- EXCERPTED TEXT
■ ■ ■ ■ ■ ■ ■
National Resilience forks over $110M for NC manufacturing site in bluebird bio cell therapy partnership
National Resilience, a venture-backed biopharma manufacturing specialist, has made waves since debuting last year with $800 million in funding. In its latest move, the new player is inking a cell therapy partnership with a high-profile partner and once again expanding its manufacturing footprint.
National Resilience and bluebird bio on Wednesday unveiled a collaboration intended to speed research, development and delivery of next-gen cell therapies. As part of the deal, National Resilience will pay bluebird $110 million upfront and get its hands on a commercial suspension lentiviral vector manufacturing site in North Carolina, where more than 100 people work.
The deal is designed to allow bluebird bio’s oncology cell therapy spinoff—dubbed 2seventy bio—and Resilience to focus on their respective specialties of R&D and manufacturing. Bluebird plans to spin off 2seventy by the end of the year.
Moving forward, Resilience will provide bluebird bio and 2seventy bio with access to viral vector supplies from the North Carolina plant. Resilience plans to keep all of bluebird’s employees and expand on the current production footprint.
Further, the partners plan to share expenses and revenues for cell therapies that come from the collaboration.
National Resilience launched in November 2020 with more than $800 million in funding from ARCH Venture Partners, 8VC and other venture firms. It aims to tackle the well-documented challenges for the pharma supply chain that have become so clear during the pandemic.
■ ■ ■ ■ ■ ■ ■
- EXTRACTED MATERIAL
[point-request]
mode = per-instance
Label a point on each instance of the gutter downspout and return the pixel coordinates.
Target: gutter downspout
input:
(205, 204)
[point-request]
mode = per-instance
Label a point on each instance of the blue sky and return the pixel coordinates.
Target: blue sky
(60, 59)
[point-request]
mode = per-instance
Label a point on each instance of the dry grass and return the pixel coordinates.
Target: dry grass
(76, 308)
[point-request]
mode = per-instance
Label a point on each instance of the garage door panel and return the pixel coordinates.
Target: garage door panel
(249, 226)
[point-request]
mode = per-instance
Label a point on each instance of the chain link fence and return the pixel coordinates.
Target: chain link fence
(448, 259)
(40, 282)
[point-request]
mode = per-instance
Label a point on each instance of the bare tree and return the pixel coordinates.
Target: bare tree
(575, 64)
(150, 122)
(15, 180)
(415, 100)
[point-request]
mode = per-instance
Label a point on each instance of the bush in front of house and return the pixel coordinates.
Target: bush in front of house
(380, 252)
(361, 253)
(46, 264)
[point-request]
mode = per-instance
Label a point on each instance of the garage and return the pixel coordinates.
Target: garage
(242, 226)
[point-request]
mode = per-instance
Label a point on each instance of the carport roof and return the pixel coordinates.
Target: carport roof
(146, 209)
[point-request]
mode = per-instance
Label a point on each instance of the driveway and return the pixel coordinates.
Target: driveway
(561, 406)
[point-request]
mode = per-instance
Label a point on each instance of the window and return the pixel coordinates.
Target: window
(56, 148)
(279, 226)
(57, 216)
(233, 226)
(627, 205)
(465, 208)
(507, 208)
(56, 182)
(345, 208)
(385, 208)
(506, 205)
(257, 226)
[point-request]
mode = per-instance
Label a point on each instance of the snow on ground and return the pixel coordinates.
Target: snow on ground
■ ■ ■ ■ ■ ■ ■
- TO DO
(a) Please reproduce the National Resilience article word for word, the stretch from "The deal is" through "of the year.".
(b) Answer these from the National Resilience article:
(i) How much will National Resilience pay bluebird bio upfront?
(ii) What name has bluebird bio's oncology cell therapy spinoff been given?
(iii) In what month and year did National Resilience launch?
(c) Extend the National Resilience article beyond its final sentence.
The data have no connection to the National Resilience article.

- ANSWERS GIVEN
(a)
The deal is designed to allow bluebird bio’s oncology cell therapy spinoff—dubbed 2seventy bio—and Resilience to focus on their respective specialties of R&D and manufacturing. Bluebird plans to spin off 2seventy by the end of the year.

(b)
(i) $110 million
(ii) 2seventy bio
(iii) November 2020

(c)
Since launching, Resilience has picked up a 310,000-square-foot Sanofi site in Boston and another 250,000-square-foot site in Canada. And in April, the company picked up biologic drug substance maker Ology Bioservices, adding 300 new employees and 200,000 square feet of workspace into the mix.
For its part, bluebird bio has had its hands full in recent months as it has responded to the safety scare for its key gene therapy Zynteglo. Earlier this year, a phase 1/2 trial in sickle cell disease turned up two blood cancer cases for the therapy, but the company investigated the situation and said the drug was not likely the cause. The FDA has recently cleared the drug to resume late-stage testing.
Meanwhile, bluebird halted its rollout in its first launch country, Germany, after failing to reach a reimbursement deal there. As a result, the company pulled the drug from the market and unveiled plans to “reduce and reshape” its workforce in the region.
Bluebird’s oncology pipeline includes drugs targeting multiple myeloma, Merkel cell carcinoma, acute myeloid leukemia and other diseases, all of which are set to move to 2seventy bio through the spinoff.